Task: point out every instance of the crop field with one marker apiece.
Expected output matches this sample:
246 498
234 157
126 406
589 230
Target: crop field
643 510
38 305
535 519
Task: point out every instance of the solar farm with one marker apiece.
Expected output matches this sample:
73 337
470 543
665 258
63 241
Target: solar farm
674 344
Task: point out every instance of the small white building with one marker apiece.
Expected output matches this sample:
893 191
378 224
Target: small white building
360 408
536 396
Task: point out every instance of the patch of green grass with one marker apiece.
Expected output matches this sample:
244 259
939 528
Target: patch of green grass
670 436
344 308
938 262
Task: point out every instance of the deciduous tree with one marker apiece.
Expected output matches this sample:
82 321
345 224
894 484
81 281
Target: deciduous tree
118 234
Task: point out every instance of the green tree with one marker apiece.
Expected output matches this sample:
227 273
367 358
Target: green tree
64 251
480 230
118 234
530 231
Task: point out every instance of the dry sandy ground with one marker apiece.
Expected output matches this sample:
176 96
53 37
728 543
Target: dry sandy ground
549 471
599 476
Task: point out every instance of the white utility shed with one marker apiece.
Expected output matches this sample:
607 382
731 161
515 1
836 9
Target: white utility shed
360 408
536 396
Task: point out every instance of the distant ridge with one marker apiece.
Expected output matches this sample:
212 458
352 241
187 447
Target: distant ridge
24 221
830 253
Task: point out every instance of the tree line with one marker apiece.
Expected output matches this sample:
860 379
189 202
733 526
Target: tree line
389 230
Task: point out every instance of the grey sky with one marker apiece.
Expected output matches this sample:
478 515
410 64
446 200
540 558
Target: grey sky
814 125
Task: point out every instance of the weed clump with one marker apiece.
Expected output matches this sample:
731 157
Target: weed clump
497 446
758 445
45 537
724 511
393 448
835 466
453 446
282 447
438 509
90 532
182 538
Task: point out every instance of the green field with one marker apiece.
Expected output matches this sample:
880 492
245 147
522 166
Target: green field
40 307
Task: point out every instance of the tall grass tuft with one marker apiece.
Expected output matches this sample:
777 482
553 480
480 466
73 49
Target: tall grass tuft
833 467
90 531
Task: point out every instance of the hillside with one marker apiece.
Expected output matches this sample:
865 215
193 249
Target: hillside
_____
### GOAL
Retype all of the entries precisely as they are.

### WRITTEN ANSWER
Task: point out every instance of the crop field with one marker apiece.
Expected output matches this sample:
246 498
234 157
126 406
589 230
Target: crop field
643 510
38 305
535 519
Task: point out every instance of the solar farm with one marker apiece.
Expected output matches this sample:
73 337
470 543
665 258
63 241
Target: solar farm
674 344
Task: point out every instance of the small white building with one marker apiece.
Expected output matches this sample:
893 191
378 224
Target: small white building
360 408
536 396
Task: point out every instance of the patch of green grass with one marker apiece.
Expected output matches this sample:
244 259
939 528
Target: patch of green grass
670 436
344 308
938 262
Task: point out every instance of the deciduous tree with one marker apiece.
Expected output matches this sample:
82 321
345 224
894 484
81 281
Target: deciduous tree
118 234
Task: point out every instance of the green tree with one marker apiece.
Expected output matches this sample:
227 273
367 358
Target: green tree
64 251
480 230
118 234
530 231
Task: point out every instance of the dry sandy ground with one marker apiece.
Expected output matches this sample:
176 96
53 37
728 543
Target: dry sandy ground
549 471
599 476
Task: point out every instance of the white utility shed with one marker apiece.
Expected output matches this sample:
607 382
731 161
515 1
836 9
Target: white utility shed
360 408
536 396
Task: point out every instance of the distant ridge with one marker apiece.
Expected output matches this sample:
212 458
352 241
187 447
Target: distant ridge
24 221
830 253
Task: point out every instance of the tree line with one marker apiece.
Expected output matches this sample:
860 379
189 202
733 526
Target: tree line
389 230
Task: point out every instance of the grey sky with one marker apiece.
Expected output matches this sample:
478 515
410 64
446 200
540 558
Target: grey sky
814 125
Task: point out every instance of the weed clump with one marker apiece.
Expected output matches this sample:
731 157
Target: weed clump
497 446
758 445
45 537
724 511
393 448
835 466
453 446
282 447
438 509
90 532
182 538
Task: point out every instance of the green field with one marker apiece.
Expected output matches this sample:
880 492
245 147
522 166
Target: green field
40 307
Task: point out every instance of the tall grass tuft with one marker apiece.
Expected output matches this sample:
777 482
553 480
480 466
73 49
Target: tall grass tuft
833 467
90 531
Task: point out every instance of the hillside with one marker apiece.
Expected output matches this sample:
865 215
193 249
Target: hillside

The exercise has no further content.